DIRECTIONS FOR THIS TASK → Render the lines below as a Markdown table with the columns "Row" and "Line". Put a row number and one line in each row, skip blank lines, and leave the pictures out of the answer.

AVAILABLE DATA →
★ ★ ★ ★ ★

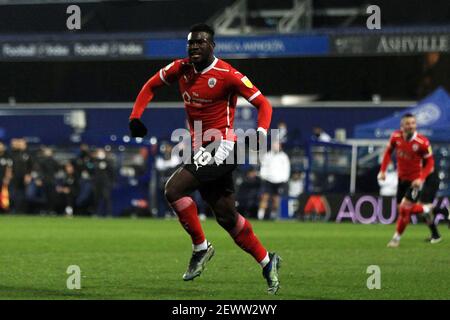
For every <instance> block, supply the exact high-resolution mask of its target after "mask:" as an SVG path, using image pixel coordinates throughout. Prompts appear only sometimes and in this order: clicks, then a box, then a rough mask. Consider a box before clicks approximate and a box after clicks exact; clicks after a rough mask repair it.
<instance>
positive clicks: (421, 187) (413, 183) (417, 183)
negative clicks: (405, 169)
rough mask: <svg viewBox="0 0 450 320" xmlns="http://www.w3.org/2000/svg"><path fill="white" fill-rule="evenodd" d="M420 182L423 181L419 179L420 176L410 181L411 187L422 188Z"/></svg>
mask: <svg viewBox="0 0 450 320" xmlns="http://www.w3.org/2000/svg"><path fill="white" fill-rule="evenodd" d="M422 183H423V180H422V179H420V178H419V179H416V180H414V181H413V182H412V183H411V187H413V188H415V189H420V188H422Z"/></svg>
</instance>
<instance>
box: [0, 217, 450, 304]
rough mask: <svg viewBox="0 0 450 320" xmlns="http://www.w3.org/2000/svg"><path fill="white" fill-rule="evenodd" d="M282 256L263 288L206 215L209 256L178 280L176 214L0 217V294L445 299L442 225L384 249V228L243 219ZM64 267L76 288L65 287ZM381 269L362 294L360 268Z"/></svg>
mask: <svg viewBox="0 0 450 320" xmlns="http://www.w3.org/2000/svg"><path fill="white" fill-rule="evenodd" d="M252 224H253V227H254V230H255V231H256V233H257V235H258V237H259V238H260V239H261V241H262V242H263V244H265V245H266V247H267V248H268V249H269V250H275V251H276V252H278V253H279V254H280V255H281V257H282V258H283V265H282V268H281V285H282V288H281V289H280V291H279V294H278V295H277V296H275V297H273V296H269V295H267V293H266V284H265V281H264V279H263V278H262V276H261V269H260V267H259V266H258V265H257V264H256V263H255V262H254V261H253V258H252V257H251V256H250V255H248V254H246V253H245V252H243V251H241V250H240V249H239V248H238V247H237V246H236V245H235V244H234V242H233V241H232V239H231V238H230V237H229V235H228V233H226V232H225V231H224V230H222V229H221V228H220V227H219V226H218V225H217V224H216V222H215V221H214V220H208V221H205V222H203V226H204V230H205V233H206V236H207V238H208V240H209V241H211V242H212V243H213V245H214V246H215V248H216V254H215V256H214V257H213V259H212V260H211V261H210V262H209V264H208V268H207V270H206V271H205V272H204V273H203V274H202V275H201V276H200V277H199V278H197V279H195V280H194V281H193V282H192V281H191V282H184V281H182V278H181V276H182V274H183V272H184V271H185V269H186V266H187V263H188V261H189V258H190V254H191V244H190V238H189V237H188V236H187V234H185V232H184V230H183V229H182V228H181V226H180V225H179V223H178V221H176V220H152V219H111V218H109V219H98V218H78V217H76V218H74V219H66V218H62V217H27V216H0V299H273V298H275V299H449V298H450V231H449V230H448V229H447V227H446V226H441V227H440V230H441V232H442V235H443V238H444V240H443V241H442V242H441V243H439V244H436V245H430V244H428V243H425V242H424V238H425V237H426V236H427V235H428V229H427V228H426V226H425V225H412V226H409V227H408V229H407V230H406V233H405V235H404V237H403V239H402V243H401V247H400V248H397V249H390V248H386V243H387V242H388V240H389V239H390V238H391V236H392V234H393V232H394V225H390V226H385V225H354V224H335V223H300V222H295V221H280V222H257V221H252ZM69 265H78V266H79V267H80V269H81V289H80V290H69V289H67V287H66V281H67V278H68V277H69V275H68V274H67V273H66V270H67V268H68V266H69ZM370 265H378V266H379V267H380V269H381V289H379V290H376V289H374V290H369V289H368V288H367V286H366V282H367V279H368V277H369V276H370V274H367V267H368V266H370Z"/></svg>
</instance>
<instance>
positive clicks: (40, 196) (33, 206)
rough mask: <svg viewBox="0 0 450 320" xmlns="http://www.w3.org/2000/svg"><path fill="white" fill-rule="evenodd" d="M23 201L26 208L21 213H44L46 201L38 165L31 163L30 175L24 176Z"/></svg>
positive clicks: (42, 180)
mask: <svg viewBox="0 0 450 320" xmlns="http://www.w3.org/2000/svg"><path fill="white" fill-rule="evenodd" d="M24 181H25V201H26V207H25V210H24V211H22V212H26V213H44V212H45V211H46V206H47V203H48V199H47V197H46V194H45V188H44V181H43V177H42V172H41V170H40V167H39V164H38V163H33V167H32V170H31V172H30V174H27V175H25V177H24Z"/></svg>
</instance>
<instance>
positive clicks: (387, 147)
mask: <svg viewBox="0 0 450 320" xmlns="http://www.w3.org/2000/svg"><path fill="white" fill-rule="evenodd" d="M394 135H395V133H393V134H392V135H391V137H390V138H389V142H388V144H387V146H386V150H385V151H384V155H383V161H382V162H381V168H380V171H381V172H386V170H387V167H388V165H389V163H390V162H391V154H392V151H394V148H395V137H394Z"/></svg>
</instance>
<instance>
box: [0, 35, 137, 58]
mask: <svg viewBox="0 0 450 320" xmlns="http://www.w3.org/2000/svg"><path fill="white" fill-rule="evenodd" d="M143 57H144V43H143V41H134V40H130V41H129V40H123V41H122V40H114V41H110V40H105V41H103V40H98V41H70V42H69V41H51V40H46V41H29V42H27V41H6V42H3V43H1V51H0V59H2V60H40V59H44V60H59V59H61V60H70V59H81V60H91V59H100V60H104V59H133V58H143Z"/></svg>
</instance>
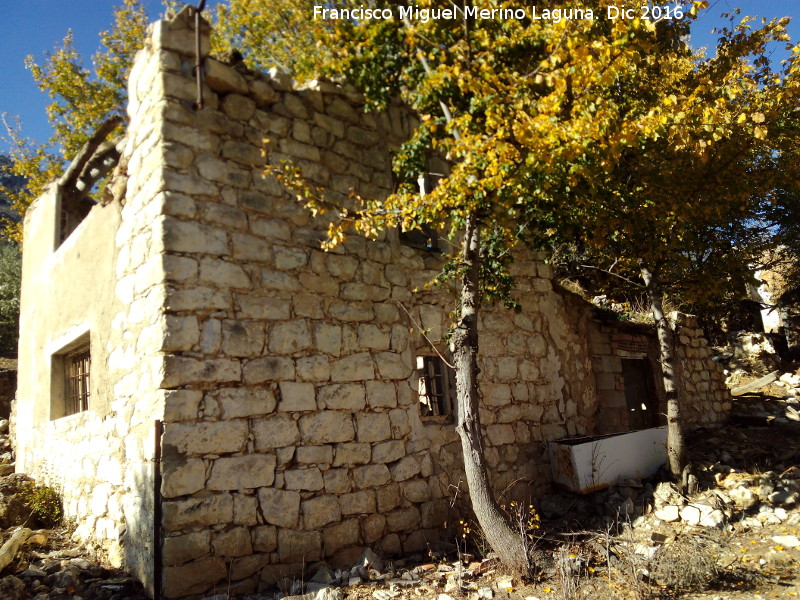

★ ★ ★ ★ ★

RESULT OF THIS EXERCISE →
| Row | Line |
|---|---|
| 1 | For every <instance> block, supply the exact high-resolution mask of its target after "mask:" as an SVG path, using image pixel coordinates throughout. Prompts appear only sometimes and in this order: clicks, then a box, then a rough mask. Consider a box before clicks approximate and a box after clicks exact; clicks after a rough mask repair it. |
| 2 | <instance> |
| 3 | positive clicks: (421, 187) (413, 183) (417, 183) |
| 4 | negative clicks: (405, 169) |
| 5 | rough mask: <svg viewBox="0 0 450 320" xmlns="http://www.w3.org/2000/svg"><path fill="white" fill-rule="evenodd" d="M420 182L423 181L419 179L420 176L410 181L411 187L422 188Z"/></svg> |
| 6 | mask: <svg viewBox="0 0 450 320" xmlns="http://www.w3.org/2000/svg"><path fill="white" fill-rule="evenodd" d="M422 183H423V180H422V179H420V178H419V179H416V180H414V181H413V182H412V183H411V187H413V188H415V189H420V188H422Z"/></svg> |
| 7 | </instance> |
| 8 | <instance> |
| 9 | box: [0, 217, 450, 304] |
| 10 | rough mask: <svg viewBox="0 0 450 320" xmlns="http://www.w3.org/2000/svg"><path fill="white" fill-rule="evenodd" d="M282 256L263 288L206 215L209 256L178 280L176 214L0 217V294L445 299L442 225L384 249V228L243 219ZM64 267L76 288L65 287ZM381 269L362 294L360 268Z"/></svg> |
| 11 | mask: <svg viewBox="0 0 450 320" xmlns="http://www.w3.org/2000/svg"><path fill="white" fill-rule="evenodd" d="M252 224H253V227H254V230H255V231H256V233H257V235H258V237H259V238H260V239H261V241H262V242H263V244H265V245H266V247H267V248H268V249H269V250H275V251H276V252H278V253H279V254H280V255H281V257H282V258H283V265H282V268H281V285H282V288H281V289H280V291H279V294H278V295H277V296H275V297H273V296H269V295H267V293H266V284H265V281H264V279H263V278H262V276H261V269H260V267H259V266H258V265H257V264H256V263H255V262H254V261H253V258H252V257H251V256H250V255H248V254H246V253H245V252H243V251H241V250H240V249H239V248H238V247H237V246H236V245H235V244H234V242H233V241H232V239H231V238H230V237H229V235H228V233H226V232H225V231H224V230H222V229H221V228H220V227H219V226H218V225H217V224H216V222H215V221H214V220H208V221H205V222H203V226H204V230H205V233H206V236H207V238H208V240H209V241H211V242H212V243H213V245H214V246H215V248H216V254H215V256H214V257H213V259H212V260H211V261H210V262H209V264H208V268H207V270H206V271H205V272H204V273H203V274H202V275H201V276H200V277H199V278H197V279H195V280H194V281H193V282H192V281H191V282H184V281H182V278H181V276H182V274H183V272H184V271H185V269H186V266H187V263H188V261H189V258H190V254H191V244H190V238H189V237H188V236H187V234H185V232H184V230H183V229H182V228H181V226H180V225H179V223H178V221H176V220H152V219H111V218H109V219H98V218H78V217H76V218H74V219H66V218H62V217H27V216H0V299H273V298H275V299H449V298H450V231H449V230H448V229H447V227H446V226H441V227H440V230H441V232H442V235H443V238H444V240H443V241H442V242H441V243H439V244H436V245H430V244H428V243H425V242H424V238H425V237H426V236H427V235H428V229H427V228H426V226H425V225H412V226H409V227H408V229H407V230H406V233H405V235H404V237H403V239H402V243H401V247H400V248H397V249H390V248H386V243H387V242H388V240H389V239H390V238H391V236H392V234H393V232H394V225H390V226H385V225H354V224H335V223H300V222H295V221H280V222H257V221H252ZM69 265H78V266H79V267H80V269H81V289H80V290H69V289H67V287H66V281H67V278H68V277H69V275H68V274H67V273H66V270H67V268H68V266H69ZM370 265H378V266H379V267H380V269H381V289H379V290H376V289H374V290H369V289H368V288H367V286H366V282H367V279H368V277H369V276H370V274H367V267H368V266H370Z"/></svg> |
| 12 | </instance> |
| 13 | <instance> |
| 14 | positive clicks: (40, 196) (33, 206) |
| 15 | rough mask: <svg viewBox="0 0 450 320" xmlns="http://www.w3.org/2000/svg"><path fill="white" fill-rule="evenodd" d="M23 201L26 208L21 213H44L46 201L38 165L31 163L30 175L24 176Z"/></svg> |
| 16 | positive clicks: (42, 180) |
| 17 | mask: <svg viewBox="0 0 450 320" xmlns="http://www.w3.org/2000/svg"><path fill="white" fill-rule="evenodd" d="M24 181H25V201H26V207H25V210H24V211H22V212H26V213H44V212H45V211H46V206H47V203H48V199H47V197H46V194H45V188H44V181H43V177H42V172H41V170H40V167H39V164H38V163H33V167H32V170H31V172H30V174H27V175H25V177H24Z"/></svg> |
| 18 | </instance> |
| 19 | <instance> |
| 20 | positive clicks: (387, 147) |
| 21 | mask: <svg viewBox="0 0 450 320" xmlns="http://www.w3.org/2000/svg"><path fill="white" fill-rule="evenodd" d="M394 135H395V133H393V134H392V135H391V137H390V138H389V142H388V144H387V146H386V150H385V151H384V155H383V161H382V162H381V168H380V171H381V172H386V170H387V167H388V165H389V163H390V162H391V154H392V151H394V148H395V137H394Z"/></svg> |
| 22 | </instance> |
| 23 | <instance> |
| 24 | box: [0, 35, 137, 58] |
| 25 | mask: <svg viewBox="0 0 450 320" xmlns="http://www.w3.org/2000/svg"><path fill="white" fill-rule="evenodd" d="M143 57H144V43H143V41H134V40H130V41H129V40H123V41H122V40H114V41H110V40H105V41H103V40H98V41H70V42H69V41H51V40H46V41H29V42H27V41H6V42H3V43H1V51H0V59H2V60H40V59H44V60H59V59H61V60H70V59H81V60H91V59H100V60H104V59H133V58H143Z"/></svg> |
| 26 | </instance> |